MATERIAL PROVIDED:
[START]

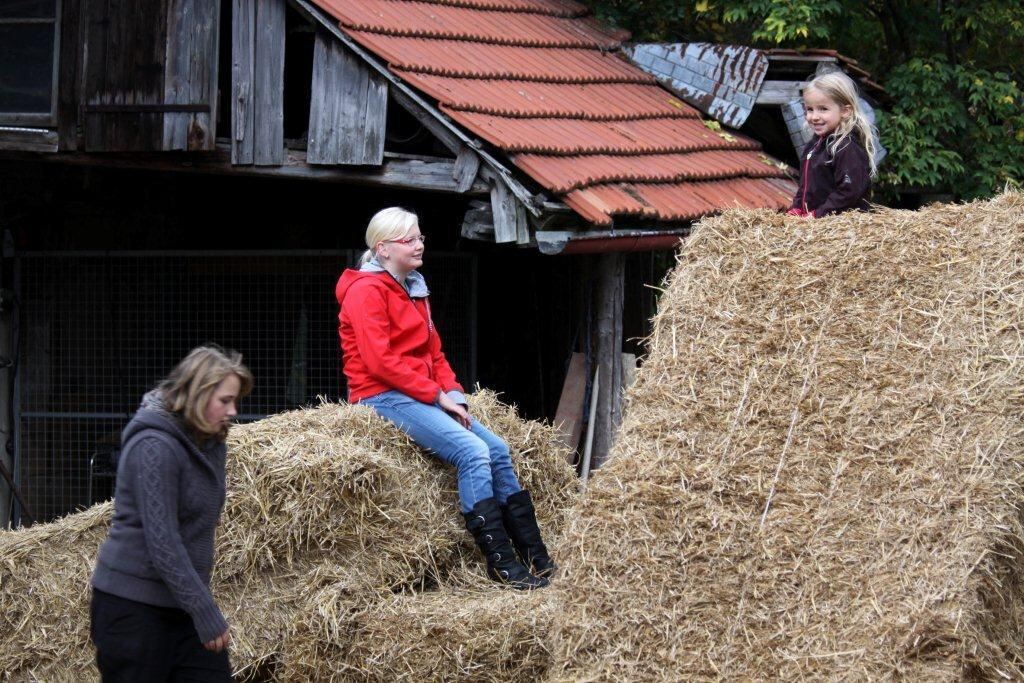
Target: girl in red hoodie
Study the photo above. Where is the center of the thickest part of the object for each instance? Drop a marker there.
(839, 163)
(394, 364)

[END]
[START]

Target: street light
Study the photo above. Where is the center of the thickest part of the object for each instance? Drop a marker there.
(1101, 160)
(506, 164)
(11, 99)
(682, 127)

[END]
[START]

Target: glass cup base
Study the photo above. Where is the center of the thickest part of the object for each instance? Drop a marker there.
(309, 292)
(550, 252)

[END]

YOUR INSTRUCTIONS:
Count the lines above that contain the word "Target", matching case exactly, and give only the number.

EXERCISE SOLUTION:
3